* [AVAILABLE RECORDS]:
BEGIN

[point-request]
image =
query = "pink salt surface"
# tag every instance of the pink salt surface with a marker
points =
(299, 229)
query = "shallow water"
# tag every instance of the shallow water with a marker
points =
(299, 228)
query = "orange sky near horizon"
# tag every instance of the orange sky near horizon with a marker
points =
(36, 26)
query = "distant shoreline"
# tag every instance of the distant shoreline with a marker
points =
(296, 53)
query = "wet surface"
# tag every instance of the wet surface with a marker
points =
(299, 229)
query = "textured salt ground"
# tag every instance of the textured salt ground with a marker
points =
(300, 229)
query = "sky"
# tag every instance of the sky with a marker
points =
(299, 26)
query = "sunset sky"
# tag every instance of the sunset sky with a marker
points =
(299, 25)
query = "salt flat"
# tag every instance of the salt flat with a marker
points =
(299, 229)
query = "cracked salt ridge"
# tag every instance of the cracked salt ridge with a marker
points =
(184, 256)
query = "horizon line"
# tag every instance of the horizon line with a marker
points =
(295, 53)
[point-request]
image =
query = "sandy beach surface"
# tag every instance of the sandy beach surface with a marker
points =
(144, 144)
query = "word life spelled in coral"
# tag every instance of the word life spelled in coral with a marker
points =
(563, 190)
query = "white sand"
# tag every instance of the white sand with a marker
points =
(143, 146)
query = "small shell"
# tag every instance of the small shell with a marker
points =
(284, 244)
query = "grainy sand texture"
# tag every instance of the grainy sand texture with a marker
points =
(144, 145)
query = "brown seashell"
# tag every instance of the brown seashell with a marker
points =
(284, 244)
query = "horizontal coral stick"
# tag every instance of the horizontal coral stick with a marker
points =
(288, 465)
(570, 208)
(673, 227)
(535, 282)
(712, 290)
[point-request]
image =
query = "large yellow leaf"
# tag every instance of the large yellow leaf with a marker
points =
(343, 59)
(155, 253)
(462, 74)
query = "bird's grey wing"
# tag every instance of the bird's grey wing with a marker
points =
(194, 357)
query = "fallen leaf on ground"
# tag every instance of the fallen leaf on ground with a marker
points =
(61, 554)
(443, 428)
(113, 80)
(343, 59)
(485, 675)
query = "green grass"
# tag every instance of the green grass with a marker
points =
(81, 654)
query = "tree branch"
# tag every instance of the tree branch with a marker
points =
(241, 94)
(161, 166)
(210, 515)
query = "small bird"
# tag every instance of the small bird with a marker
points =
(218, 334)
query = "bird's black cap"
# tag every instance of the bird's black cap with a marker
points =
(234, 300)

END

* [EXERCISE DESCRIPTION]:
Write the data back out verbatim.

* [EXPECTED ANSWER]:
[point-request]
image =
query = "pink salt surface"
# tag every instance of the pink salt surface with a marker
points =
(299, 229)
query = "shallow water"
# tag every instance of the shallow water with a marker
points =
(299, 228)
query = "orange sky near horizon"
# tag every instance of the orange sky near horizon with a marker
points =
(36, 26)
query = "distant shoreline"
# tag every instance of the distant shoreline with a marker
points =
(296, 53)
query = "wet surface"
# tag every instance of the wet surface with a marker
points =
(299, 229)
query = "textured salt ground"
# tag every instance of the textured salt ground with a marker
points =
(300, 229)
query = "sky"
# tag every instance of the sky with a marker
points =
(299, 26)
query = "sunset sky"
# tag every instance of the sunset sky with a marker
points =
(299, 25)
query = "salt flat"
# tag every instance of the salt flat with a marker
points =
(299, 229)
query = "cracked salt ridge"
# tag every instance of the cracked salt ridge with a marker
points =
(184, 256)
query = "horizon line"
# tag every instance of the horizon line with a marker
points =
(295, 53)
[point-request]
image =
query = "sandy beach surface"
# tag every instance of the sandy beach surface with a marker
points =
(144, 144)
query = "word life spelled in coral"
# tag every instance of the word life spelled in coral with a marker
points =
(563, 190)
query = "white sand"
# tag every instance of the white sand with a marker
points =
(143, 146)
query = "small shell"
# tag every instance of the small shell with a marker
points =
(284, 244)
query = "grainy sand texture"
# tag every instance of the grainy sand texture with a marker
points =
(144, 145)
query = "brown seashell"
# tag every instance of the brown seashell with a marker
points =
(284, 244)
query = "horizontal coral stick"
# tag every instance of the horizontal coral stick with a marker
points =
(288, 465)
(570, 208)
(673, 227)
(535, 282)
(712, 290)
[point-request]
image =
query = "large yellow leaf"
# tag every instance of the large yellow leaf with a marker
points =
(343, 59)
(155, 253)
(462, 74)
query = "bird's grey wing"
# tag every instance of the bird's grey wing with a marker
points =
(194, 357)
query = "fallen leaf on ground"
# tag every instance of the fallen leaf on ground with a marker
points =
(61, 554)
(443, 428)
(113, 80)
(343, 59)
(485, 675)
query = "green grass"
# tag every instance of the green grass with a marker
points =
(81, 654)
query = "tree branch"
# tag every instance of the tree branch with a marker
points =
(241, 94)
(161, 166)
(210, 515)
query = "small bird"
# tag every instance of the small bird with a marker
points =
(218, 334)
query = "bird's black cap"
# tag every instance of the bird's black cap with a marker
points =
(234, 300)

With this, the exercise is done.